(What to do): Extract the entries in their exact form.
-- BEGIN Source records --
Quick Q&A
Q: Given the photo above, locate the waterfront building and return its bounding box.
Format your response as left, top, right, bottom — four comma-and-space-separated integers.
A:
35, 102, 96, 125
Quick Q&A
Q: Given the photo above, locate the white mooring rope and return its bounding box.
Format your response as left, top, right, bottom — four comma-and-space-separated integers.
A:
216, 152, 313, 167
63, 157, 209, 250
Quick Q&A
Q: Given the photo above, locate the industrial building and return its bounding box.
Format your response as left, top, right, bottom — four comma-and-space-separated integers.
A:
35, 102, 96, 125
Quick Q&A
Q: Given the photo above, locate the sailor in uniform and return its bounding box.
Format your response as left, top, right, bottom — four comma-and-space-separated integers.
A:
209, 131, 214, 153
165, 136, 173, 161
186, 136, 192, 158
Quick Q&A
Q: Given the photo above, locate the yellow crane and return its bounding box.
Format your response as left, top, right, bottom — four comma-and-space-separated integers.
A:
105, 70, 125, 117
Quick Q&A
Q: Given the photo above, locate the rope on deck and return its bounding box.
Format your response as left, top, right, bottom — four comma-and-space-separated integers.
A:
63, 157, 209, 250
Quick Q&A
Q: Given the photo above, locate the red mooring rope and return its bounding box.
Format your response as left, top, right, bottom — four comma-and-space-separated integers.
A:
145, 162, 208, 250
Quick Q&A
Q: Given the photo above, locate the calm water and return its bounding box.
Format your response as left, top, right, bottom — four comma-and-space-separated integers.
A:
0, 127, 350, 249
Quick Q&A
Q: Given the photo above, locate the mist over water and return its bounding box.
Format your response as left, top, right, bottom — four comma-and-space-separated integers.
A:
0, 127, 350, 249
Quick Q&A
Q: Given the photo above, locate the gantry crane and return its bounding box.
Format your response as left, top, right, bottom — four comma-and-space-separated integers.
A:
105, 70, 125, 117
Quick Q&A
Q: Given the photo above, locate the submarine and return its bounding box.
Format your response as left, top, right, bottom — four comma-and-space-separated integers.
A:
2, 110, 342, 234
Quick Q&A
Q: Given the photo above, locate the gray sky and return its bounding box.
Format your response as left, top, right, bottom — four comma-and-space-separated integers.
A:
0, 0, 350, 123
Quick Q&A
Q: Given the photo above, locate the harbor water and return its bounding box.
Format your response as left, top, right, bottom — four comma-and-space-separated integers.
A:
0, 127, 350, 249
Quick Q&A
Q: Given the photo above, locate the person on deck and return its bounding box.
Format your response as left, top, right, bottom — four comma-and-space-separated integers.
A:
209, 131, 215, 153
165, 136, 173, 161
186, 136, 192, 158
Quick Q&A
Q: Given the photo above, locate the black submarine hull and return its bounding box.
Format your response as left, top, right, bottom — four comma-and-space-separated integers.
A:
-- END Source records --
(Solution below):
Quick Q&A
Q: Given the photo above, locate the waterfront building and return its bounding box.
Format your response as left, top, right, bottom — four comma-and-space-separated integers.
A:
35, 102, 96, 125
Quick Q&A
Q: Given the photo above, locate the white mooring rope and return its bounding box.
Format your response as left, top, right, bottom — four comma-and-space-separated integers.
A:
216, 152, 313, 167
63, 157, 209, 250
Quick Q&A
Q: Given the photo above, locate the industrial building and return its bounding box.
Format your response as left, top, right, bottom — four comma-and-space-separated integers.
A:
35, 102, 96, 125
Quick Q&A
Q: Given the photo above, locate the sailor in uniform and return its bounding box.
Format your response as left, top, right, bottom — four comma-and-space-separated integers.
A:
209, 131, 214, 153
165, 136, 173, 161
186, 136, 192, 158
Quick Q&A
Q: Given the photo above, locate the yellow crane and return its bounding box.
Format your response as left, top, right, bottom — four comma-and-space-separated integers.
A:
105, 70, 125, 117
Quick Q&A
Q: Given the photo above, locate the rope on deck and return its bounding box.
Format your response as left, top, right, bottom — four comma-and-space-separated integers.
A:
63, 157, 209, 250
Quick Q&A
Q: Given the photo above, locate the red mooring rope and return its bounding box.
Format your response as left, top, right, bottom — four comma-and-space-separated integers.
A:
145, 162, 208, 250
Quick Q&A
Q: Given the photo above, locate the calm water and return its bounding box.
Format your response as left, top, right, bottom — four comma-and-space-separated integers.
A:
0, 127, 350, 249
Quick Q&A
Q: Given the photo above, locate the mist over water and return its bounding box.
Format your response as left, top, right, bottom — four comma-and-space-separated integers.
A:
0, 127, 350, 249
Quick Q&A
Q: Given the photo above, locate the gantry crane and return its bounding box.
Format your response as left, top, right, bottom — four comma-and-space-separated integers.
A:
105, 70, 125, 117
Quick Q&A
Q: Given the photo above, locate the submarine and return its bounding box.
Format your response as left, top, right, bottom — four comma-and-space-separated integers.
A:
2, 110, 342, 234
Quick Q&A
Q: Given the photo above, locate the gray sky and return its bounding box.
Format your response as left, top, right, bottom — four comma-and-space-separated integers.
A:
0, 0, 350, 123
Quick Q&A
Q: Given the photo above, locate the harbor water and return its bounding box.
Format your response as left, top, right, bottom — four comma-and-space-separated integers.
A:
0, 127, 350, 249
Quick Q&A
Q: Given the photo above, locate the person on deck and return its bounding box.
Format your response as left, top, right, bottom — four comma-and-space-separated integers.
A:
209, 131, 215, 153
165, 136, 173, 161
186, 136, 192, 158
Quick Q&A
Q: Given the photo above, locate the black submarine hull and return its bounding box.
Format your response as left, top, right, bottom — four comma-and-space-separated integers.
A:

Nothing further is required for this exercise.